→ **Exercise brief**: Write out each line of the records below as a JSON list of strings, one string per line, leaving out blank lines.

→ **Extracted data**:
──────────────────────────────

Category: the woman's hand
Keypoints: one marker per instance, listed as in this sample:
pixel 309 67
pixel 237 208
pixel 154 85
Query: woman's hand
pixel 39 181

──────────────────────────────

→ **Correct response**:
[
  "Category: the woman's hand",
  "Keypoints: one marker per instance, listed as in this sample:",
  "pixel 309 67",
  "pixel 237 208",
  "pixel 154 85",
  "Query: woman's hand",
  "pixel 39 181"
]